Arbeitsanweisung:
Gib den Abschnitt des Ausgangstexts von „Drittens und endlich“ bis einschließlich „Musik empfindlich stören.“ wieder und tausche dabei „Dampflok“ gegen „Straßenbahn“ aus.

Ausgangstext:
------------------------------

Offizielles Portrait mit obligatem Pferd und künftiger Ex-Frau: Heinrich VIII. (Lionel Lhote) und Anne Boleyn (Nora Gubisch) (Bild: Matthias Baus)

Drittens und endlich muss der Regisseur partout aktualisieren. So erklärte er vorab, Spiel- und Entstehungszeit von „Henry VIII“ mischen zu wollen. Das könnte erhellend sein, führt der Musikhistoriker Thierry Santurenne im Programmheft doch aus, Saint-Saëns und seine Librettisten hätten in ihrem Renaissance-Stück brandaktuelle Fragen der jungen Dritten Republik aufgeworfen – jene nach der Ehescheidung, jene nach der Trennung von kirchlicher und weltlicher Macht. Aber hier bleibt es beim bloßen Mengen von Kostümen beider Epochen und beim ungereimten Auftauchen einer Dampflok. Explizieren, Möblieren und Aktualisieren zeitigen unter dem Strich hauptsächlich Dauerbetriebsamkeit – deren quietschende und knallende Begleiterscheinungen die Musik empfindlich stören.

------------------------------

Vorliegende Daten:
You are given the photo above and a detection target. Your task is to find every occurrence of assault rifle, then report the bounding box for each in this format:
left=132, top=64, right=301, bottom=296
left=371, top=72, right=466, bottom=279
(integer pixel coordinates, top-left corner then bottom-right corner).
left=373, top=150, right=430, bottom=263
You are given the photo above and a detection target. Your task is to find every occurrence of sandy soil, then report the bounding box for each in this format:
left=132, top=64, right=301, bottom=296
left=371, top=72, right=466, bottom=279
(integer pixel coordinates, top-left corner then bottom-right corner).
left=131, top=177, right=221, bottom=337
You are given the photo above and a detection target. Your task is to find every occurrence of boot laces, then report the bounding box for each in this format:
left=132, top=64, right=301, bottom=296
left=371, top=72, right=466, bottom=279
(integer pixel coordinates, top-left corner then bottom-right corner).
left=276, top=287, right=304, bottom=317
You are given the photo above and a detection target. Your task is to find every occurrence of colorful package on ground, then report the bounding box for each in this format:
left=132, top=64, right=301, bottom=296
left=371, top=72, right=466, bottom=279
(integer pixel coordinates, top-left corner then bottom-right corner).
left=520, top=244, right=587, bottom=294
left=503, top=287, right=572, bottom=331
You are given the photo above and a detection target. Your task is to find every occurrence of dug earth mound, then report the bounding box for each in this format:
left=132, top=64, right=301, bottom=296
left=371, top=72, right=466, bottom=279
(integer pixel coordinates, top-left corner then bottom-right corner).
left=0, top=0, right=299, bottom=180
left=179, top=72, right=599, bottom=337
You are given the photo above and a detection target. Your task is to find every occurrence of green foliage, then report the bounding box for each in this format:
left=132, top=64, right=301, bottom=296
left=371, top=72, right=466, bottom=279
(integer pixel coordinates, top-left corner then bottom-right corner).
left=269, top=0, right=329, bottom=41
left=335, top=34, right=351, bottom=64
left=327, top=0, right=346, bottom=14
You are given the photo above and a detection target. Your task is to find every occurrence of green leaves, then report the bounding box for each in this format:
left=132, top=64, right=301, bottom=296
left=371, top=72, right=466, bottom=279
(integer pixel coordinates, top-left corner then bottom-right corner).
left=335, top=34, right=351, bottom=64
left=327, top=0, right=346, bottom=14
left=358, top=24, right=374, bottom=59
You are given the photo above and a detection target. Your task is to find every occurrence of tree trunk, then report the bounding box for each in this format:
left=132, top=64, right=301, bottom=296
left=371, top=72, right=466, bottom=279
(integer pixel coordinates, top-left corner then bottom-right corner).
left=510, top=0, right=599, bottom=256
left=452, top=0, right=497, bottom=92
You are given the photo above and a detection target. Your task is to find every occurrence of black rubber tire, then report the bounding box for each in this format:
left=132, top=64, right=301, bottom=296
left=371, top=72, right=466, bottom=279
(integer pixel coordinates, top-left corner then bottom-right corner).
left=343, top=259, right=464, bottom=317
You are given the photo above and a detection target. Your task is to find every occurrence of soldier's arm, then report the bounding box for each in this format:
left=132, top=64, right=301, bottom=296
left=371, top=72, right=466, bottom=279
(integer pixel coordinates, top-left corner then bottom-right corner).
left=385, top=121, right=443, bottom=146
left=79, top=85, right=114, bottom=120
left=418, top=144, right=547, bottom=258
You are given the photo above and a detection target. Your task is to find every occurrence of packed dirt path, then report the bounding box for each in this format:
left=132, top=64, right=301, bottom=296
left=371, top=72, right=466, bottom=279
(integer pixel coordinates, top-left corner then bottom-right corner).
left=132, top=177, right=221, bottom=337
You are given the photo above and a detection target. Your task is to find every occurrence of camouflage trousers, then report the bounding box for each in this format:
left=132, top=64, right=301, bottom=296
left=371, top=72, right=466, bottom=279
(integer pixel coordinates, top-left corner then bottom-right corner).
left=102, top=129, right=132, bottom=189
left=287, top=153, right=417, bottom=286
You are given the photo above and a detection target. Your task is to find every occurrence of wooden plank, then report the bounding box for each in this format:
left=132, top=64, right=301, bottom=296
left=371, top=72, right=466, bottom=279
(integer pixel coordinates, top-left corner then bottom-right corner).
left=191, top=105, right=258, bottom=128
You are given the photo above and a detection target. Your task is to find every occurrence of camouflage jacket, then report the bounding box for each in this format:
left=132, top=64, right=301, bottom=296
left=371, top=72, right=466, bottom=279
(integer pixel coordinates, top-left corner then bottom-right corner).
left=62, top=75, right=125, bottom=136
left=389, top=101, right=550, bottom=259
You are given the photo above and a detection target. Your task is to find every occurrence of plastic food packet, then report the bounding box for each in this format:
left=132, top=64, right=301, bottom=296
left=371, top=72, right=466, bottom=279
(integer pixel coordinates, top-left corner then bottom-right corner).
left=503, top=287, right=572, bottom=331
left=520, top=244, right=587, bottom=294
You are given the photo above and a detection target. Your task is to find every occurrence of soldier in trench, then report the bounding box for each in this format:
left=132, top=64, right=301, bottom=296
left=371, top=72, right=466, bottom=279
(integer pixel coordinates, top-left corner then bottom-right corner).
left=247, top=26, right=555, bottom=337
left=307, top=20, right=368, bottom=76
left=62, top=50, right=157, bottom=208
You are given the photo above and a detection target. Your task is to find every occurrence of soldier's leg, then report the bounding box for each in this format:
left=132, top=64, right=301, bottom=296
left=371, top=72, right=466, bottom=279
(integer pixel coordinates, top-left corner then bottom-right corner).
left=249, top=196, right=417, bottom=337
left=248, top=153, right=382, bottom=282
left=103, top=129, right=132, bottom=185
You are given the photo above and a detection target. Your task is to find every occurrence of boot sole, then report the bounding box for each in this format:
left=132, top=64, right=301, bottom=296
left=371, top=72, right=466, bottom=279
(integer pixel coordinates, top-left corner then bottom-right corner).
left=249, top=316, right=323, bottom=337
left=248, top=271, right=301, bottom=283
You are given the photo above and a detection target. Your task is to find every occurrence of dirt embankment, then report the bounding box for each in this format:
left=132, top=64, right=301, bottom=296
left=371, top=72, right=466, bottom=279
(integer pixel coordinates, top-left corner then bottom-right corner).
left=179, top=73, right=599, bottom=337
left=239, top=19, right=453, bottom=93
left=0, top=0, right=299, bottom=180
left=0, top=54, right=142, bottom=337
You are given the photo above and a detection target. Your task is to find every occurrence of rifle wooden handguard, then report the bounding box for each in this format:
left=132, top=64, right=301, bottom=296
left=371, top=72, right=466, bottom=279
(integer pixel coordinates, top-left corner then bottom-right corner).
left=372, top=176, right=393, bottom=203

------------------------------

Lösung:
Drittens und endlich muss der Regisseur partout aktualisieren. So erklärte er vorab, Spiel- und Entstehungszeit von „Henry VIII“ mischen zu wollen. Das könnte erhellend sein, führt der Musikhistoriker Thierry Santurenne im Programmheft doch aus, Saint-Saëns und seine Librettisten hätten in ihrem Renaissance-Stück brandaktuelle Fragen der jungen Dritten Republik aufgeworfen – jene nach der Ehescheidung, jene nach der Trennung von kirchlicher und weltlicher Macht. Aber hier bleibt es beim bloßen Mengen von Kostümen beider Epochen und beim ungereimten Auftauchen einer Straßenbahn. Explizieren, Möblieren und Aktualisieren zeitigen unter dem Strich hauptsächlich Dauerbetriebsamkeit – deren quietschende und knallende Begleiterscheinungen die Musik empfindlich stören.